→ Prompt: Rewrite the lines of the listing below, from the line containing "the bear front" through the final line, as a Markdown table with the columns Row and Line, numbering each row and omitting any blank lines.

(Listing of labeled points)
------------------------------------

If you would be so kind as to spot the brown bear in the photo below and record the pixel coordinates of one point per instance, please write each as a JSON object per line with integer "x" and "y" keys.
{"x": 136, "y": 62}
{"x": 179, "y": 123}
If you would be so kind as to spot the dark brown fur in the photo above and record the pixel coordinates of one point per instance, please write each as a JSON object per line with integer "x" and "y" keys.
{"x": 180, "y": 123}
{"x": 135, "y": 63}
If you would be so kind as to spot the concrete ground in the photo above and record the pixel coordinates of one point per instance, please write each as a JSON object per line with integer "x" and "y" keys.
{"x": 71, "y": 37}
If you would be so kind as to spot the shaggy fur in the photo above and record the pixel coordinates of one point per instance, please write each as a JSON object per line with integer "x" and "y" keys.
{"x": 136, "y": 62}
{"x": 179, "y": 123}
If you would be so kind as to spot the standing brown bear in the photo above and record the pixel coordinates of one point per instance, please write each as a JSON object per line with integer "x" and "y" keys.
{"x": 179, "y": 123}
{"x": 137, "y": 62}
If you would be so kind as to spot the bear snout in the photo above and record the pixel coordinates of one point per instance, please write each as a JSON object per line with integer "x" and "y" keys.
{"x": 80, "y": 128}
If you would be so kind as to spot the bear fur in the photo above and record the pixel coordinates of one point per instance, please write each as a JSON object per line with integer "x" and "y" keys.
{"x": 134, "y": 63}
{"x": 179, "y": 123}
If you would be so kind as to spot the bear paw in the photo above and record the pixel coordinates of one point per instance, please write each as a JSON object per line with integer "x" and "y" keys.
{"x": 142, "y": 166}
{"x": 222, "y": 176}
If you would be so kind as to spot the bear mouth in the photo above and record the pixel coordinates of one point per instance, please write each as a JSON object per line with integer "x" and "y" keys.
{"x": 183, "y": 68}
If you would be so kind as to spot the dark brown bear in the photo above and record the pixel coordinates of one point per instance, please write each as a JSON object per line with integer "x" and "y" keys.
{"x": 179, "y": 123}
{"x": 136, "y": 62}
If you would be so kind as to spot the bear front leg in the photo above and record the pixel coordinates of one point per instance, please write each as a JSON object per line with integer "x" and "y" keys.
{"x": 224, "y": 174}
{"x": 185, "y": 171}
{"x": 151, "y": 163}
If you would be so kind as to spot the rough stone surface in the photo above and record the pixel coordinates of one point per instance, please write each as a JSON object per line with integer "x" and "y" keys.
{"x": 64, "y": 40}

------------------------------------

→ Solved exercise:
| Row | Line |
|---|---|
| 1 | If you would be so kind as to spot the bear front leg in the photo above and record the pixel coordinates of one point per instance, please write each as a JSON object per line with integer "x" and "y" keys. |
| 2 | {"x": 224, "y": 174} |
| 3 | {"x": 185, "y": 171} |
| 4 | {"x": 151, "y": 163} |
| 5 | If you would be so kind as to spot the rough stone surface in the photo above and record the pixel coordinates of one point per instance, please write each as a JSON object per line with integer "x" and "y" keys. |
| 6 | {"x": 64, "y": 40} |